▶ **QUOTED PASSAGE**
====

[RFC|WIP] deploy to GCP #240

jimdigriz · 2021-04-20T00:09:50Z

WARNING: Work in Progress, do not merge.

Some client work I was doing including making Portier deployable to GCP so I took the opportunity to generalise the solution so that others should be able to use it too. The deployment is described in the documentation in my branch at https://github.com/jimdigriz/portier-broker/tree/gcp/contrib/gcp and includes a list of issues/limitations; unlikely to be solved by myself as most require a Rust coder to work on the actual broker.

Probably of most interest to the project is the (non-awful) conditional build feature slipped into the Dockerfile that lets the user deploy a non-forked version of the project in their environment and pull in the data directory as an externally sourced tarball from an HTTP server.

As for the GCP deployment, it is the usual meat and potatoes you would expect...both the good and bad...

The project is far enough along to start seeking feedback from the maintainers and, if there is an appetite for it, what changes would be necessary for consideration of inclusion in the project.

====

▶ **INFORMATION SHOWN**
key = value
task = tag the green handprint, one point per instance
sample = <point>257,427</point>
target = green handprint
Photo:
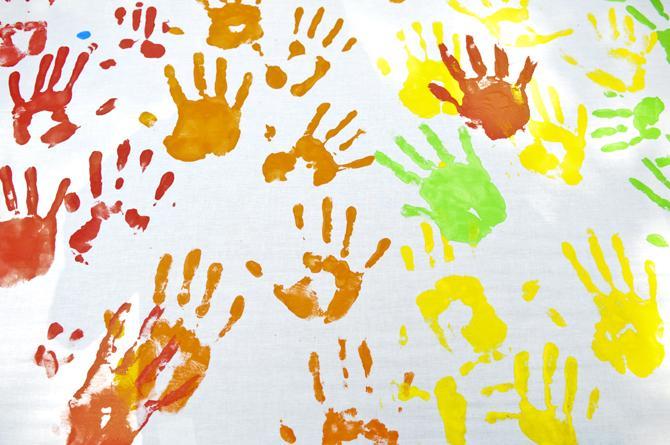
<point>645,115</point>
<point>654,167</point>
<point>462,199</point>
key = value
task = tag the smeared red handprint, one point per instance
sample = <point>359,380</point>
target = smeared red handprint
<point>47,99</point>
<point>148,48</point>
<point>501,108</point>
<point>47,358</point>
<point>101,210</point>
<point>27,243</point>
<point>10,53</point>
<point>122,391</point>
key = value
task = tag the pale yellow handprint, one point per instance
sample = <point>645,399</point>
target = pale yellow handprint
<point>625,47</point>
<point>542,426</point>
<point>423,69</point>
<point>503,19</point>
<point>628,333</point>
<point>537,158</point>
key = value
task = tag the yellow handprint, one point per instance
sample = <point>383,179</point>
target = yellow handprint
<point>536,158</point>
<point>627,335</point>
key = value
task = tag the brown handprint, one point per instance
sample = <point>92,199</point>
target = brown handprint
<point>276,77</point>
<point>491,102</point>
<point>148,48</point>
<point>300,298</point>
<point>49,100</point>
<point>27,243</point>
<point>209,124</point>
<point>314,153</point>
<point>122,392</point>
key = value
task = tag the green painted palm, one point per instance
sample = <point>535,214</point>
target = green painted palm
<point>460,197</point>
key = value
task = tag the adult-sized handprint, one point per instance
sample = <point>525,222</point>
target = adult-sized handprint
<point>47,99</point>
<point>314,153</point>
<point>543,426</point>
<point>10,53</point>
<point>27,243</point>
<point>627,335</point>
<point>209,124</point>
<point>462,200</point>
<point>300,298</point>
<point>537,158</point>
<point>501,108</point>
<point>122,391</point>
<point>276,77</point>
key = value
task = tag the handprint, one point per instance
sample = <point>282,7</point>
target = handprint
<point>122,391</point>
<point>301,299</point>
<point>314,153</point>
<point>48,100</point>
<point>224,31</point>
<point>462,200</point>
<point>627,335</point>
<point>10,53</point>
<point>495,16</point>
<point>536,158</point>
<point>148,48</point>
<point>209,124</point>
<point>276,76</point>
<point>644,116</point>
<point>101,210</point>
<point>344,426</point>
<point>543,426</point>
<point>27,243</point>
<point>488,101</point>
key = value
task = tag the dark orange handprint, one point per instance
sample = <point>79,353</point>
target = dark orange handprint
<point>27,243</point>
<point>501,108</point>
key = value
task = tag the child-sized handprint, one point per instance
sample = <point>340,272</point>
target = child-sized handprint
<point>462,200</point>
<point>225,32</point>
<point>628,333</point>
<point>276,76</point>
<point>27,243</point>
<point>300,298</point>
<point>10,53</point>
<point>148,48</point>
<point>160,371</point>
<point>499,107</point>
<point>46,99</point>
<point>644,116</point>
<point>209,124</point>
<point>542,425</point>
<point>537,158</point>
<point>314,153</point>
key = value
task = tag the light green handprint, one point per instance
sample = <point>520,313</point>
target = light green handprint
<point>462,200</point>
<point>654,167</point>
<point>644,116</point>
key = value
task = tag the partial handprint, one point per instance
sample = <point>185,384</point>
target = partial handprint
<point>27,243</point>
<point>542,426</point>
<point>46,100</point>
<point>314,153</point>
<point>462,199</point>
<point>122,392</point>
<point>644,116</point>
<point>499,107</point>
<point>301,299</point>
<point>10,53</point>
<point>208,125</point>
<point>537,158</point>
<point>276,76</point>
<point>628,333</point>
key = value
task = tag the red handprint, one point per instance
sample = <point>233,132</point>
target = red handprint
<point>47,100</point>
<point>27,243</point>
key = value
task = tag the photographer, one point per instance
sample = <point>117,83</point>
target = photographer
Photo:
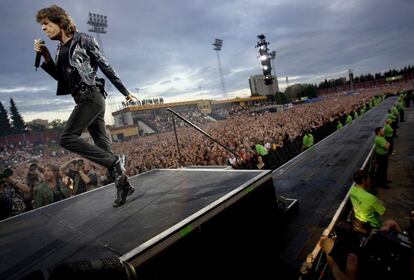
<point>52,189</point>
<point>80,171</point>
<point>11,201</point>
<point>358,266</point>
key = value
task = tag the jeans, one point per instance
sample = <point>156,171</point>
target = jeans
<point>88,113</point>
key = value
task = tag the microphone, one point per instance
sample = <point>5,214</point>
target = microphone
<point>38,56</point>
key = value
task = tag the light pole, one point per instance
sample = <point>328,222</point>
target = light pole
<point>218,44</point>
<point>265,57</point>
<point>98,23</point>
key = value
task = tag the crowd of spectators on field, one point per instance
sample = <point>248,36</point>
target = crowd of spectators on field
<point>258,140</point>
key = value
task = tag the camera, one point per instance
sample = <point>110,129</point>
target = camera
<point>78,162</point>
<point>381,255</point>
<point>7,172</point>
<point>33,167</point>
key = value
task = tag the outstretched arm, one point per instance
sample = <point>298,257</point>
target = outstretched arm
<point>110,72</point>
<point>49,65</point>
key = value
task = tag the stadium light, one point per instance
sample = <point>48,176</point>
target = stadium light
<point>265,57</point>
<point>218,44</point>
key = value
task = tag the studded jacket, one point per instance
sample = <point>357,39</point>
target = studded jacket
<point>85,57</point>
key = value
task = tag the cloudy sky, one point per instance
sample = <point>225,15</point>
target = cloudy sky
<point>164,47</point>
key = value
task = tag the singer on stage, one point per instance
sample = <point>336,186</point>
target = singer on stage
<point>77,60</point>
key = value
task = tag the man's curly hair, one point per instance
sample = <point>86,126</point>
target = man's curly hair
<point>58,16</point>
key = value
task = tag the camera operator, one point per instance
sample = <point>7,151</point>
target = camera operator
<point>11,201</point>
<point>33,179</point>
<point>83,176</point>
<point>354,264</point>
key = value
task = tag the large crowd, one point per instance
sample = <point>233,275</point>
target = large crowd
<point>258,139</point>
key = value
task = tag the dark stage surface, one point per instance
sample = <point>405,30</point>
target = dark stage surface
<point>87,227</point>
<point>320,179</point>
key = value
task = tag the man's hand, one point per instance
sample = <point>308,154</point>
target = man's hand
<point>39,46</point>
<point>130,98</point>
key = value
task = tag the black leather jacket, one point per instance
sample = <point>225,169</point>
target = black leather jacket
<point>85,57</point>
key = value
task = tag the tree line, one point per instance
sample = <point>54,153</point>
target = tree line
<point>367,77</point>
<point>14,125</point>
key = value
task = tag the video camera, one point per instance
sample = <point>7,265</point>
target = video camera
<point>78,162</point>
<point>381,255</point>
<point>6,173</point>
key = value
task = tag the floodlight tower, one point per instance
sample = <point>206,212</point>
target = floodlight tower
<point>218,44</point>
<point>98,23</point>
<point>265,58</point>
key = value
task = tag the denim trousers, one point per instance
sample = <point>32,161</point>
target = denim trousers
<point>88,113</point>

====

▶ **PROBLEM SET**
A. Answer these about the GCP deployment post:
(i) What does the warning at the top say not to do?
(ii) In what form does the conditional build feature in the Dockerfile pull in the data directory?
(iii) Who does the post say most of the listed issues would require?
B. Write out again the stretch of the GCP deployment post that opens with the words containing "[RFC|WIP] deploy to" and closes with "the actual broker.".

▶ **FINAL ANSWERS**
A.
(i) Merge it.
(ii) As an externally sourced tarball from an HTTP server.
(iii) A Rust coder working on the actual broker.

B.
[RFC|WIP] deploy to GCP #240

jimdigriz · 2021-04-20T00:09:50Z

WARNING: Work in Progress, do not merge.

Some client work I was doing including making Portier deployable to GCP so I took the opportunity to generalise the solution so that others should be able to use it too. The deployment is described in the documentation in my branch at https://github.com/jimdigriz/portier-broker/tree/gcp/contrib/gcp and includes a list of issues/limitations; unlikely to be solved by myself as most require a Rust coder to work on the actual broker.